Teks halaman >>
________________________________________

Di masa lalu (pada masa penjajahan Belanda), kegiatan seni yang berorientasi pada kepentingan ekonomi banyak melakukan reproduksi benda-benda seni kriya (lampau). Oleh karena itu, kegiatan itu tidak lebih merupakan kegiatan imitatif. Akan tetapi, tidak tertutup kemungkinan dalam kegiatan reproduksi itu dilakukan juga usaha-usaha memodifikasi atau kombinasi dalam produknya.

Di masa pembangunan sekarang kerajinan dipandang memiliki potensi ekonomi dalam perdagangan internasional dan dunia pariwisata. Oleh karena itu, kegiatan kerajinan ini digalakkan dan diharapkan mampu meningkatkan devisa negara, sekaligus dapat memperluas lapangan kerja dan dapat meningkatkan pendapatan serta kesejahteraan pengrajinnya.

 

E.     Konsep Kriya pada Saat Ini

Sesungguhnya kriiya berada dan mencakup kedua disiplin ilmu seni, dan desain, sehingga memungkinkan muncul dua istilah seperti: kriya seni dan kriya disain, atau seni kriya dan disain kriya. Pada kenyataannya kriya memiliki fleksibilitas yang tinggi; berada pada posisi di antara wilayah seni dan disain: Kondisi ini menyadarkan kita bahwa seharusnya tidak ada definisi yang kaku dalam pengelompokan kriya, karena hal itu tergantung di wilayah mana secara esensial kriya itu sendiri beraktivitas (Nugroho, 1999: 5).

Kriya masa kini melahirkan karya-karya seni yang dapat digolongkan ke dalam dua kategori, yaitu karya-karya seni fungsional tergolong dalam seni terapan dan karya-karya seni kriya yang pembuatannya lepas dari segi fungsi tergolong dalam kategori seni murni. Akan tetapi, keduaduanya bertolak dari landasan yang sama yaitu pemanfatan unsur-unsur tradisi dalam penciptaan karya-karyanya. Kekriyaan masa kini yang berorientasi pada prestasi kesenimanan, dalam bentuk karya fungsional telah banyak dibuktikan dengan hadirnya karya-karya yang kreatif inovatif dan khas dari masing-masing pribadi penciptanya.

________________________________________

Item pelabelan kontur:
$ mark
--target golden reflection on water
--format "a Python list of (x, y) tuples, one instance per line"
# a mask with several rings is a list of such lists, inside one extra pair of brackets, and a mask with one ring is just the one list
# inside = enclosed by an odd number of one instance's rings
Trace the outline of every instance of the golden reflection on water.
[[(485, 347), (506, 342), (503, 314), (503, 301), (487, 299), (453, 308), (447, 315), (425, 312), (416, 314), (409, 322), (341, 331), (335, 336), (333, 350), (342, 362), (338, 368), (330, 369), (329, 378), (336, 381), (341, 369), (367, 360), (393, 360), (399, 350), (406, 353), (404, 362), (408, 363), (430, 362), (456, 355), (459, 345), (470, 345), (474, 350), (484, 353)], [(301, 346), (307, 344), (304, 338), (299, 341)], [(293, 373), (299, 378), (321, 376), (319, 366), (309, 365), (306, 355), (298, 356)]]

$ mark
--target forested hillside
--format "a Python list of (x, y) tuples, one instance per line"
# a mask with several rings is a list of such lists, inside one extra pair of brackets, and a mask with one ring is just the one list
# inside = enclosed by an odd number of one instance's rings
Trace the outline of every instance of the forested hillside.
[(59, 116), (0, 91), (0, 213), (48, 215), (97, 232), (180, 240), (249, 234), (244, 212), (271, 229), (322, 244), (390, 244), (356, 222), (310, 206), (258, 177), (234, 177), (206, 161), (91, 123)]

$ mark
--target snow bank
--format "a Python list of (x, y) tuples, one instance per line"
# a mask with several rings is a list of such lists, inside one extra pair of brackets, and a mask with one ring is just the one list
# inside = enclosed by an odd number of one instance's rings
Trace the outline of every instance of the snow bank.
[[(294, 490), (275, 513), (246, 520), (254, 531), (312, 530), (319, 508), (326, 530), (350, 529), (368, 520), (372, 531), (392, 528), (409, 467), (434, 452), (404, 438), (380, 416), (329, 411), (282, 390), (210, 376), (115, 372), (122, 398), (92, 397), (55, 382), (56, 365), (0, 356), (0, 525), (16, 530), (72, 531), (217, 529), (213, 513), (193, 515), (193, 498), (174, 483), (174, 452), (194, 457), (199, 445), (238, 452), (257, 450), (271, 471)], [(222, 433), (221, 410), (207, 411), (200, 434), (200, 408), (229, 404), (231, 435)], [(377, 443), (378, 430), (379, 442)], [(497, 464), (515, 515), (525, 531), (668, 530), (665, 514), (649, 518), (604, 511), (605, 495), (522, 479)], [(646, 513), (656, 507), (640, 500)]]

________________________________________

Tugas wajib 1 >> Menurut teks tentang kriya, di posisi mana kriya berada?
Tugas wajib 2 >>
Tentukan apakah setiap pernyataan berikut sesuai dengan teks tentang kriya. Jawab ya atau tidak, dan kutip kata-kata penentunya dari teks.
(a) Pada masa penjajahan Belanda, kegiatan reproduksi benda seni kriya tidak lebih merupakan kegiatan imitatif.
(b) Di masa pembangunan sekarang, kegiatan kerajinan diharapkan mengurangi devisa negara.
(c) Karya seni kriya yang pembuatannya lepas dari segi fungsi tergolong seni terapan.
Tugas wajib 3 >> Perbarui bagian teks tentang kriya yang diawali kata-kata yang memuat "E.     Konsep Kriya" dan diakhiri dengan "(Nugroho, 1999: 5).", lalu ganti "fleksibilitas yang tinggi" dengan "keluwesan yang tinggi".

Jawaban lengkap 1 >> Kriya berada pada posisi di antara wilayah seni dan disain.

Jawaban lengkap 2 >>
(a) Ya: "kegiatan itu tidak lebih merupakan kegiatan imitatif"
(b) Tidak: "diharapkan mampu meningkatkan devisa negara"
(c) Tidak: "karya-karya seni kriya yang pembuatannya lepas dari segi fungsi tergolong dalam kategori seni murni"

Jawaban lengkap 3 >>
E.     Konsep Kriya pada Saat Ini

Sesungguhnya kriiya berada dan mencakup kedua disiplin ilmu seni, dan desain, sehingga memungkinkan muncul dua istilah seperti: kriya seni dan kriya disain, atau seni kriya dan disain kriya. Pada kenyataannya kriya memiliki keluwesan yang tinggi; berada pada posisi di antara wilayah seni dan disain: Kondisi ini menyadarkan kita bahwa seharusnya tidak ada definisi yang kaku dalam pengelompokan kriya, karena hal itu tergantung di wilayah mana secara esensial kriya itu sendiri beraktivitas (Nugroho, 1999: 5).